§ REQUIRED ACTIONS
• 1. Using the news text on Winnipeg reactions to expected COVID-19 rules, explain in one to three sentences why Herby Cadet and Jane Park cancelled their New Year's Eve dinner plans.
• 2. Continue the news text on Winnipeg reactions to expected COVID-19 rules, starting after its final sentence.

§ TEXT FOR ANALYSIS
»»

Restaurant owners frustrated
Geoffrey Young, who owns Kum Koon Garden restaurant on Winnipeg’s King Street, said he’s worried about what new rules might be on the way for already struggling restaurants.
People are panicked about coming to work because of COVID-19, Young said, and parties are cancelling for the coming week.
“We have [had] a very tough two years — very, very tough,” Young said.
“It’s not just for me, it’s for all restaurant owners. First you suffer from the COVID, you lost all your business [and] even if you do takeout you won’t cover the normal expenses.
“Whatever happens, we have to face it. That’s all we can do.”
Robel Arefaine said he’s barely had any in-person customers over the weekend at Kokeb Restaurant on Edmonton Street. Usually, he’s packed on Christmas Eve.
Arefaine said without government subsidy programs, he would have had to close. And he’s not looking forward to how new rules could affect his restaurant.
“My business is going to be dead again,” he said.
‘We’ll get through all this’
At The Forks in Winnipeg on Sunday afternoon, Courtney Dyck and Carlos Perez weren’t surprised that new rules were likely on the way.
“[I] just hope that everybody follows it, really,” Perez said.
“The experts are saying it for a reason, so just as long as people listen, we should be good and hopefully get out of this thing by mid-next year.”
Meanwhile, Christine Longford and Sandy Debreuil said they’re prepared to weather whatever storm new restrictions bring.
“We’ll get through all this. It’ll be over soon,” Longford said.
Jonathan Torchia wasn’t surprised to hear new rules are likely coming, either.
“If anyone thinks it’s shocking it’s kind of like, ‘Well, where have you been living the last couple years?'” he said.
“I just think we’ve just got to get [through] this last maybe hopeful push. And I know we’ve been saying that for a while now, but we’re so close.”
And Herby Cadet and Jane Park said they cancelled their New Year’s Eve dinner plans because of the current restrictions and public health recommendations in Manitoba.

««

(Data drawn from a collection)

»»

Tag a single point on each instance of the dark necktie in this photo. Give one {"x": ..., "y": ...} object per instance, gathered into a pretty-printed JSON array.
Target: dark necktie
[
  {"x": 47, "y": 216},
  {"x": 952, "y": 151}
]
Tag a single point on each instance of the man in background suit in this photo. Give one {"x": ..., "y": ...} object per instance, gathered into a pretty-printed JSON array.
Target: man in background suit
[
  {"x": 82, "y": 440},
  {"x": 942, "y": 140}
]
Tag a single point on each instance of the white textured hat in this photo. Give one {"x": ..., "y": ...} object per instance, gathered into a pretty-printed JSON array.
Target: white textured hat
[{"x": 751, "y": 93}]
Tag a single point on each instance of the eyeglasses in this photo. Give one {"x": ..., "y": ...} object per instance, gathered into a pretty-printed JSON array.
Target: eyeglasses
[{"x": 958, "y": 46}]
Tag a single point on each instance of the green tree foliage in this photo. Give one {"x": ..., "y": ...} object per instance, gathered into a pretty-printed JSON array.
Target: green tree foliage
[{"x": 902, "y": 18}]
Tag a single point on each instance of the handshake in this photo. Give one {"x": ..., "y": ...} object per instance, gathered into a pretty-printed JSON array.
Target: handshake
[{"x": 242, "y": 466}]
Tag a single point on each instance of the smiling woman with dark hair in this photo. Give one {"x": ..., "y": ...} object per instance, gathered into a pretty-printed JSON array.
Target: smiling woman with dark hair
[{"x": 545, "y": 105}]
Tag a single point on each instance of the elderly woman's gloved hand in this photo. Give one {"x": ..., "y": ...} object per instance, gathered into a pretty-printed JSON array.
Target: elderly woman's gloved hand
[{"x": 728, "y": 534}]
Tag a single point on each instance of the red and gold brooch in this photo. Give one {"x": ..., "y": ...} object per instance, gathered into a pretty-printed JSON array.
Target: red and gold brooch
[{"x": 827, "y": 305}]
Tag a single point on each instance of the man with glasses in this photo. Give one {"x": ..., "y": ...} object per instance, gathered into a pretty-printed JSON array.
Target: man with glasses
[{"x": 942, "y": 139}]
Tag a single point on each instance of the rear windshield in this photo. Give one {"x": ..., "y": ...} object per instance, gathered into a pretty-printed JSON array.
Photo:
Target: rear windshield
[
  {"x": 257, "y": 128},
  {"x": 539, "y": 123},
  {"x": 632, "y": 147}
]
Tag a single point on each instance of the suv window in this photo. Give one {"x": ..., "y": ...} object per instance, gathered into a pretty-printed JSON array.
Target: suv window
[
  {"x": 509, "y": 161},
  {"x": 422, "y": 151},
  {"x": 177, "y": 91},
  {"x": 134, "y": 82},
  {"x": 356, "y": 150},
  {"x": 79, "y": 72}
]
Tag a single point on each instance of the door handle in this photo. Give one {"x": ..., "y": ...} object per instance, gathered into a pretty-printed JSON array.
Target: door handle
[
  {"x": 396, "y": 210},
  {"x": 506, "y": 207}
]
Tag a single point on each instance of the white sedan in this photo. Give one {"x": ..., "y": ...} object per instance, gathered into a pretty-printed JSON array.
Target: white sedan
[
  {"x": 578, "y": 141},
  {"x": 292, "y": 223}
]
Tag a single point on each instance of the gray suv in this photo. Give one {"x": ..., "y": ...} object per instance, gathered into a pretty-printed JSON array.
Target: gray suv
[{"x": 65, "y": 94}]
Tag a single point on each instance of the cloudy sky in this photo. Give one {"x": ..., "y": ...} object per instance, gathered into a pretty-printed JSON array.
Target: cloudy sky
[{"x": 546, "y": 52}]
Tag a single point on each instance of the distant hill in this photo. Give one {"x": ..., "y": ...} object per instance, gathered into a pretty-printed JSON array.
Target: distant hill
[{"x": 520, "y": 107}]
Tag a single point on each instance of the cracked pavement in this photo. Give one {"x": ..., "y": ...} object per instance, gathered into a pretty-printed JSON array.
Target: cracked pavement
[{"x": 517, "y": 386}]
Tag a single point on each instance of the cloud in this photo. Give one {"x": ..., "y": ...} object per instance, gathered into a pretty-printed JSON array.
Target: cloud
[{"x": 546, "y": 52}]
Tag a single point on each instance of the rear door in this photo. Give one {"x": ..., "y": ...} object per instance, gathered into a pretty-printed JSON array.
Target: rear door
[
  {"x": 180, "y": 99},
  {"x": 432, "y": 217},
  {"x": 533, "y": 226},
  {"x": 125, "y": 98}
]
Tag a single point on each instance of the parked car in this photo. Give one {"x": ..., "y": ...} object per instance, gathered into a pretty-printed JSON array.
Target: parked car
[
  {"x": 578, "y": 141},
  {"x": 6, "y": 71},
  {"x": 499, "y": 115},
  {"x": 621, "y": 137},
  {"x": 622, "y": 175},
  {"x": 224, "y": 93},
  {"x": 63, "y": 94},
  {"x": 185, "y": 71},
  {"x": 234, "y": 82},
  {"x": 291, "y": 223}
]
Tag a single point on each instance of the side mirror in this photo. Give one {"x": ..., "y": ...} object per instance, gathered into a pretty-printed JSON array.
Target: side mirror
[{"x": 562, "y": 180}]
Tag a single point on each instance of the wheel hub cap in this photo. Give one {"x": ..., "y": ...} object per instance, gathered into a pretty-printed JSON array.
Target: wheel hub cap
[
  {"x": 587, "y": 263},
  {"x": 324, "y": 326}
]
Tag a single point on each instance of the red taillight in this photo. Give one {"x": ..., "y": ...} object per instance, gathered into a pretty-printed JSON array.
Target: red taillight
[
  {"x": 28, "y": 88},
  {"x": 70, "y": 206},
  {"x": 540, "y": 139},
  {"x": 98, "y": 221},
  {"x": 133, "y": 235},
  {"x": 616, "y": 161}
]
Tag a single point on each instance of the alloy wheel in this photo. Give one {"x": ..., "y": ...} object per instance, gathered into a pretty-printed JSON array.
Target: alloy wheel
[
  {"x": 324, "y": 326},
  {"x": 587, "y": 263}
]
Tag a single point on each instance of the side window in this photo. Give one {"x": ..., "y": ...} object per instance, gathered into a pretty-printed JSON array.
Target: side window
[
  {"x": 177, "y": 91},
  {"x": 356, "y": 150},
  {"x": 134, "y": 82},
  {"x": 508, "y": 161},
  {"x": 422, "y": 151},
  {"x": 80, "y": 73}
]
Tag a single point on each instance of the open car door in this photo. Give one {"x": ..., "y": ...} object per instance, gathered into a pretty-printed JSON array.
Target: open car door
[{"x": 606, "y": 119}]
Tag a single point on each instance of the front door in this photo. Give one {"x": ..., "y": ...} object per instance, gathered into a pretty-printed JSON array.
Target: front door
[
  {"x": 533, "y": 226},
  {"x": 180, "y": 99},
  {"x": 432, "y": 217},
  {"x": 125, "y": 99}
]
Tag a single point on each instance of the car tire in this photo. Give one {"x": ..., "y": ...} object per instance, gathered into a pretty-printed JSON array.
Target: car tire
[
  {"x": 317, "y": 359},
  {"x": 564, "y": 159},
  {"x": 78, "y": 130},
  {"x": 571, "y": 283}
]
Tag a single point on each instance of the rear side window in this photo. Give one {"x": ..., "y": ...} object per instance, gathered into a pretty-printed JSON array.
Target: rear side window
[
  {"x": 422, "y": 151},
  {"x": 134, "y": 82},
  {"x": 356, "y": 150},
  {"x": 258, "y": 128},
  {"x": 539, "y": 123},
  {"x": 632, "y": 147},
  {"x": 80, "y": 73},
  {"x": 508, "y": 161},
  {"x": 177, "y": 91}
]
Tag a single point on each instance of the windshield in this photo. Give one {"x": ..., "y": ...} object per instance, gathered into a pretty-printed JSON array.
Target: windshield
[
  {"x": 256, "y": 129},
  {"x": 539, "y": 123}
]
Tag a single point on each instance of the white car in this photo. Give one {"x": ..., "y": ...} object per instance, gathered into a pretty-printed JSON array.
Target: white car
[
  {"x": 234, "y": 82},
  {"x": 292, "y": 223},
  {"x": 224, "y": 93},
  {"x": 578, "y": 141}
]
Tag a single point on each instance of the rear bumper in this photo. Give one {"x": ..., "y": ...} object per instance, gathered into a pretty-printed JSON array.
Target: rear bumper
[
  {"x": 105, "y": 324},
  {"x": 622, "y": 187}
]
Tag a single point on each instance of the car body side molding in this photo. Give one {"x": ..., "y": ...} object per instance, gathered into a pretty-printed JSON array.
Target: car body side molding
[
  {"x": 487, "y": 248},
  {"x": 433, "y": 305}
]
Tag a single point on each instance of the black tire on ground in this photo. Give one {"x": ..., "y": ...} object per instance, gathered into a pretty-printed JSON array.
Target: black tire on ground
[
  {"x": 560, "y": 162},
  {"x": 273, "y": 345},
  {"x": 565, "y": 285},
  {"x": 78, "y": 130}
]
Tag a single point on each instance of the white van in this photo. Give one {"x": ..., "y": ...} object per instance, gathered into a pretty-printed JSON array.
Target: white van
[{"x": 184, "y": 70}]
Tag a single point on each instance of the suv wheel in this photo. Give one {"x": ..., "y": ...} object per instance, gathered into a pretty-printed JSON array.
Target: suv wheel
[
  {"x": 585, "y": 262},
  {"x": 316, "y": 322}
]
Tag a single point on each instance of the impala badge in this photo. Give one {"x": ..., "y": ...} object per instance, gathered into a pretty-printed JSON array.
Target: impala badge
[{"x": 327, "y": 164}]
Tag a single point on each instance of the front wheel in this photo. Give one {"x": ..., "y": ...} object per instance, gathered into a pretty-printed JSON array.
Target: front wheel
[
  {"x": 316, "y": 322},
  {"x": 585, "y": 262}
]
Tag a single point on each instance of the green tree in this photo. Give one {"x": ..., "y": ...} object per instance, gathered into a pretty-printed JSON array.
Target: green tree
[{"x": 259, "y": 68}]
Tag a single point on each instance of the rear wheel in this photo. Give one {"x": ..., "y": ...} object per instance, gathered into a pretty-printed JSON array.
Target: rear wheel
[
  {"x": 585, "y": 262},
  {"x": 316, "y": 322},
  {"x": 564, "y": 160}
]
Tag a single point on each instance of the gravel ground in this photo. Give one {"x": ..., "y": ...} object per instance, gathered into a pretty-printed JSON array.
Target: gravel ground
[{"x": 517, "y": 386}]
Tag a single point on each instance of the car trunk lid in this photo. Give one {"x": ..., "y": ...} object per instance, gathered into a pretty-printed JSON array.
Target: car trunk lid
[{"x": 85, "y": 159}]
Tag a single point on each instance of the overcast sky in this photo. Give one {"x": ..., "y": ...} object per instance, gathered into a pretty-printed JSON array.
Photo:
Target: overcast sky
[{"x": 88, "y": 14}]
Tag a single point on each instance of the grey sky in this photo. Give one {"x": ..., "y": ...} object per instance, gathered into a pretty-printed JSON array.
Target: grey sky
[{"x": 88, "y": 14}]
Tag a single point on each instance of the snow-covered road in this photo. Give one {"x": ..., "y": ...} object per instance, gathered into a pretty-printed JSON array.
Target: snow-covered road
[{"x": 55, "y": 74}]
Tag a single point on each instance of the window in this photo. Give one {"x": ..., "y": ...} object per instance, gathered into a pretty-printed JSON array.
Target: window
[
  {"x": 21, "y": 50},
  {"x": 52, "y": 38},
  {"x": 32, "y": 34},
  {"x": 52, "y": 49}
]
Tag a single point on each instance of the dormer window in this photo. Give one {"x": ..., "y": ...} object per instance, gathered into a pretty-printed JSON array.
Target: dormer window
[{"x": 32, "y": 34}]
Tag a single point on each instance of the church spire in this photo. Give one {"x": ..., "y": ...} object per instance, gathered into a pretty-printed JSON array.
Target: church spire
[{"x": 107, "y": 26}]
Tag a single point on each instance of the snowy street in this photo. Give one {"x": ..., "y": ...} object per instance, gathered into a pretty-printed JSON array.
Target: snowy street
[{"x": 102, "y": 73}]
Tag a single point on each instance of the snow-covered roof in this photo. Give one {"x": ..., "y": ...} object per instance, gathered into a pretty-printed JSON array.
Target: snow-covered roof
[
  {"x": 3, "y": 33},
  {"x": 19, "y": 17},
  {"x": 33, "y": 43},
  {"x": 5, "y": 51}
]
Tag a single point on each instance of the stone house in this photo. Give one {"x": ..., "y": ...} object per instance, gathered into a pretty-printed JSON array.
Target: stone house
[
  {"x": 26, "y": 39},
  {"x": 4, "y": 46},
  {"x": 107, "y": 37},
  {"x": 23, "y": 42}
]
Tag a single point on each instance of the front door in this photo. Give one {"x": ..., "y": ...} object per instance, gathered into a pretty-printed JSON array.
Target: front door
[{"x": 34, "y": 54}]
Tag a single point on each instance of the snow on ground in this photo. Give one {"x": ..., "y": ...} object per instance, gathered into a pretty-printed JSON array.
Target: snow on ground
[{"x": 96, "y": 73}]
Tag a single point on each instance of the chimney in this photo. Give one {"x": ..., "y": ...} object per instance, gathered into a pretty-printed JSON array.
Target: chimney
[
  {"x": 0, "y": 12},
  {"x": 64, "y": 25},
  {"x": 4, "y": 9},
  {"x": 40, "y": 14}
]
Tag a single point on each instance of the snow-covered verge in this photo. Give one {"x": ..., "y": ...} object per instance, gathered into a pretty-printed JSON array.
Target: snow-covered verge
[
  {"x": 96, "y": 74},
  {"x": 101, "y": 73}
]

««

§ ANSWERS BY TASK
• 1. Herby Cadet and Jane Park cancelled their New Year's Eve dinner plans because of the current restrictions and public health recommendations in Manitoba.

• 2.
“It’s unfortunate, but I think it needs to be done,” Cadet said.
As for any new rules, Park said they’re likely needed to control the spread of COVID-19 Winnipeg in particular is seeing right now.
“It’s to protect everybody,” she said.
More rules needed: doctor
One Winnipeg geriatrician said he thought Manitoba would be “in for a very rough ride” come January without any added restrictions.
Even before the arrival of the highly transmissible Omicron coronavirus variant in the province, Dr. Philip St. John said high levels of COVID-19 in the community and a backlog of surgical and diagnostic procedures were already putting stress on the health-care system.
“I think the optimistic scenario is that there won’t be a huge surge from Christmas gatherings and Omicron, and even in that scenario, I don’t feel too optimistic about things. It’ll continue on at this level of stress,” he said last week, after Manitoba announced its latest set of rules.
“It’s fairly clear to me that the best case scenario is quite distressing.”
St. John said the earlier new restrictions are brought in, the less severe they’ll have to be to actually work.
“You’ve got an exponential curve. So the earlier on the curve that you act, the more effect [those restrictions] have. By the time the house is on fire, it’s more difficult to put out,” he said.
“The question is: do we act in time or do we act too late?”